Provided records
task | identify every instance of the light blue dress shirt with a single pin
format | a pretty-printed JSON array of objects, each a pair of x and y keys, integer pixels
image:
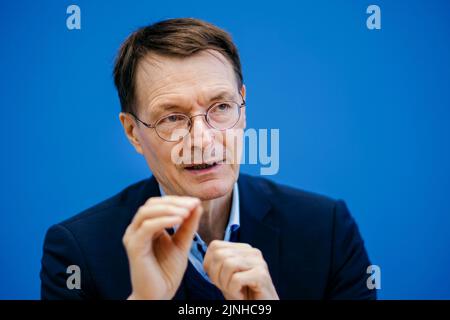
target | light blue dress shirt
[{"x": 199, "y": 247}]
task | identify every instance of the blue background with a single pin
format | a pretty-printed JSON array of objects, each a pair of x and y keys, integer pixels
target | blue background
[{"x": 363, "y": 116}]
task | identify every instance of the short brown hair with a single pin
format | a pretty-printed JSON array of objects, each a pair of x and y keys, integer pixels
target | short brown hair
[{"x": 181, "y": 37}]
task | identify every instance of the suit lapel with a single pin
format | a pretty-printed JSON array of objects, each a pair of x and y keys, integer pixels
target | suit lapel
[{"x": 255, "y": 228}]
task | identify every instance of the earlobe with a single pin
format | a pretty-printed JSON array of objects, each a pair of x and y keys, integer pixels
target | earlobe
[
  {"x": 129, "y": 128},
  {"x": 243, "y": 92}
]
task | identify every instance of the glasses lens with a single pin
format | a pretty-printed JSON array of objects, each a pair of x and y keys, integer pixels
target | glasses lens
[
  {"x": 173, "y": 127},
  {"x": 223, "y": 115}
]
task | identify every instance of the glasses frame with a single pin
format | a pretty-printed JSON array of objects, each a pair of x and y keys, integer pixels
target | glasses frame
[{"x": 205, "y": 115}]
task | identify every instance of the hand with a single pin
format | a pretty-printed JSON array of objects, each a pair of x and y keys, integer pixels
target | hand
[
  {"x": 239, "y": 271},
  {"x": 157, "y": 260}
]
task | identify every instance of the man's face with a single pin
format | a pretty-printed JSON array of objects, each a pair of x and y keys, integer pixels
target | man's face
[{"x": 167, "y": 85}]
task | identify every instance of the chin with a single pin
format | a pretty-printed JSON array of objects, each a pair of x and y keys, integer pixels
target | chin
[{"x": 211, "y": 189}]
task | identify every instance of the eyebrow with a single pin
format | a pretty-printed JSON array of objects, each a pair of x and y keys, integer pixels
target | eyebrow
[{"x": 224, "y": 95}]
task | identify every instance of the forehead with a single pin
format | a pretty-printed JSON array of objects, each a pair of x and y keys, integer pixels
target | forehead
[{"x": 198, "y": 77}]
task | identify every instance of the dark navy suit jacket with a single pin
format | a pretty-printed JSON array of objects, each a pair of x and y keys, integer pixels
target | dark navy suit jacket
[{"x": 311, "y": 244}]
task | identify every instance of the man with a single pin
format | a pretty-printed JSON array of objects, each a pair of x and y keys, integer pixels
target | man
[{"x": 198, "y": 229}]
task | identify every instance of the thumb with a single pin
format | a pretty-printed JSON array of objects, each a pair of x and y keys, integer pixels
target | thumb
[{"x": 185, "y": 233}]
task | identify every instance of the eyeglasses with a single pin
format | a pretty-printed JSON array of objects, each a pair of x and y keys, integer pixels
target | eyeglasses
[{"x": 174, "y": 127}]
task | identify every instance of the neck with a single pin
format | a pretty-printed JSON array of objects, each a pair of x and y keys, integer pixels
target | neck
[{"x": 215, "y": 216}]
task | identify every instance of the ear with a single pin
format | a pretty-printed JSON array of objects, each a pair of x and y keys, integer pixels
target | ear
[
  {"x": 131, "y": 130},
  {"x": 243, "y": 91},
  {"x": 243, "y": 94}
]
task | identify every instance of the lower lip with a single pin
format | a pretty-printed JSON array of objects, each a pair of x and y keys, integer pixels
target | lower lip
[{"x": 205, "y": 171}]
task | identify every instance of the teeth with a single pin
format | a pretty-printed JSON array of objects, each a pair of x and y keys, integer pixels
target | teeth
[{"x": 201, "y": 166}]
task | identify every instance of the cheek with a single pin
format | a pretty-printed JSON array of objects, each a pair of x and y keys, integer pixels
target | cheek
[{"x": 156, "y": 151}]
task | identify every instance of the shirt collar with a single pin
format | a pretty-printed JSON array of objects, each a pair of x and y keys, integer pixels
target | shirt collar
[{"x": 234, "y": 219}]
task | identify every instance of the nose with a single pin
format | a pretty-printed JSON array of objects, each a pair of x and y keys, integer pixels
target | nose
[{"x": 201, "y": 132}]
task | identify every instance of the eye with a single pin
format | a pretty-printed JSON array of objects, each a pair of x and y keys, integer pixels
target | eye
[
  {"x": 223, "y": 107},
  {"x": 173, "y": 118}
]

Your objective
Please reproduce all of the items above word for word, leaving out the pictures.

Output
task | identify every instance of the light blue dress shirt with a single pin
format | a pretty-printed JSON array of objects, each a pair of x and y keys, integer pixels
image:
target | light blue dress shirt
[{"x": 199, "y": 247}]
task | identify every instance of the blue background with a single pin
format | a pretty-printed JSON array of objects, each a pair of x and y keys, integer pixels
target | blue background
[{"x": 363, "y": 116}]
task | identify every instance of the short brown hair with a single pin
format | a pretty-printed JSON array of objects, each a pair of x and y keys, integer pixels
target | short brown hair
[{"x": 181, "y": 37}]
task | identify every instance of the suit lapel with a single pin
format | a pretty-printed JSON array of objects, each a pair of x and y keys, integer pixels
target | suit lapel
[{"x": 255, "y": 228}]
task | identify every instance of the earlobe with a single pin
format | a pretty-printed JSON array of objects, each a pair of x and y keys, integer pixels
target | earlobe
[
  {"x": 129, "y": 128},
  {"x": 243, "y": 92}
]
task | identify every instance of the glasses lens with a single pin
format | a pretty-printed JSON array of objects, each a pair of x and y keys, integer pixels
target | glasses lens
[
  {"x": 173, "y": 127},
  {"x": 223, "y": 115}
]
task | identify every instance of the glasses frame with a single pin
format | a pretty-printed JSON array of objects, each a pair of x and y keys, integer pixels
target | glasses frame
[{"x": 205, "y": 115}]
task | identify every instance of the hand with a single pin
format | a pretty-printed JSON array of objects, each a pair of x and y keys, integer pixels
target | hand
[
  {"x": 239, "y": 271},
  {"x": 157, "y": 260}
]
task | identify every instance of the man's face with a single pin
format | a pretty-printed JSON array of objects, each a pair of x and y keys, integer pixels
target | man's face
[{"x": 167, "y": 85}]
task | identify every instance of the chin with a single pin
format | a pretty-printed JSON array of objects, each a pair of x and y keys, integer pixels
target | chin
[{"x": 211, "y": 189}]
task | identify every instance of the eyebrow with a single pin
format | a pretty-printed JSON array of objects, each a pair of x and y keys, integer pixels
target | eyebrow
[{"x": 224, "y": 95}]
task | identify every instance of the forehead with a single pin
format | a pretty-printed JSON array of objects, each a pair of x and y keys, integer pixels
target | forehead
[{"x": 198, "y": 77}]
task | identify every instance of the dark navy suit jacket with a single pin
format | a pretty-printed JSON array of objects, each a pair of x and y keys, integer pixels
target | dark navy suit jacket
[{"x": 311, "y": 244}]
task | identify every instance of the man with a single pin
format | a pretty-printed JSON array of objects, each a pair of x and y keys, integer pixels
target | man
[{"x": 198, "y": 229}]
task | identify every instance of the thumb with a single pin
format | a pretty-printed JSON array of objects, each a pair of x and y keys, integer pixels
target | thumb
[{"x": 185, "y": 233}]
task | identify every instance of the eyeglasses with a single pin
format | a pretty-printed JSON array of objects, each a pair of x and y keys, integer pixels
target | eyeglasses
[{"x": 174, "y": 127}]
task | identify every instance of the neck with a single pin
format | a pretty-printed JSON array of objects, each a pair of x and y keys, integer pixels
target | neck
[{"x": 215, "y": 216}]
task | identify every instance of the ear with a single pin
format | a pretty-printed JSON array of objects, each a pair of x and y keys, integer pixels
target | ear
[
  {"x": 131, "y": 130},
  {"x": 243, "y": 91},
  {"x": 243, "y": 94}
]
task | identify every instance of the lower lip with a single pin
format | a pretty-printed JSON array of objects, each a pair of x and y keys, integer pixels
target | lower lip
[{"x": 205, "y": 171}]
task | identify every instance of the teeth with a single pin
format | a pretty-printed JSON array of objects, each a pair of x and y keys, integer pixels
target | teeth
[{"x": 201, "y": 166}]
task | identify every instance of the cheek with a single pin
format | a pretty-printed JSON array of objects, each a pair of x and y keys, integer pixels
target | cheek
[{"x": 156, "y": 151}]
task | identify every instance of the shirt collar with a single pin
format | a pretty-printed JSON array of objects, each a pair of x and y keys, integer pixels
target | shirt collar
[{"x": 234, "y": 219}]
task | identify every instance of the nose with a single pin
format | a pretty-printed JSON array of objects, each a pair of x and y keys, integer pixels
target | nose
[{"x": 201, "y": 132}]
task | identify every instance of the eye with a single pin
format | a pretty-printed JSON array of objects, each a pair of x and y keys, integer pixels
target | eye
[
  {"x": 223, "y": 107},
  {"x": 173, "y": 118}
]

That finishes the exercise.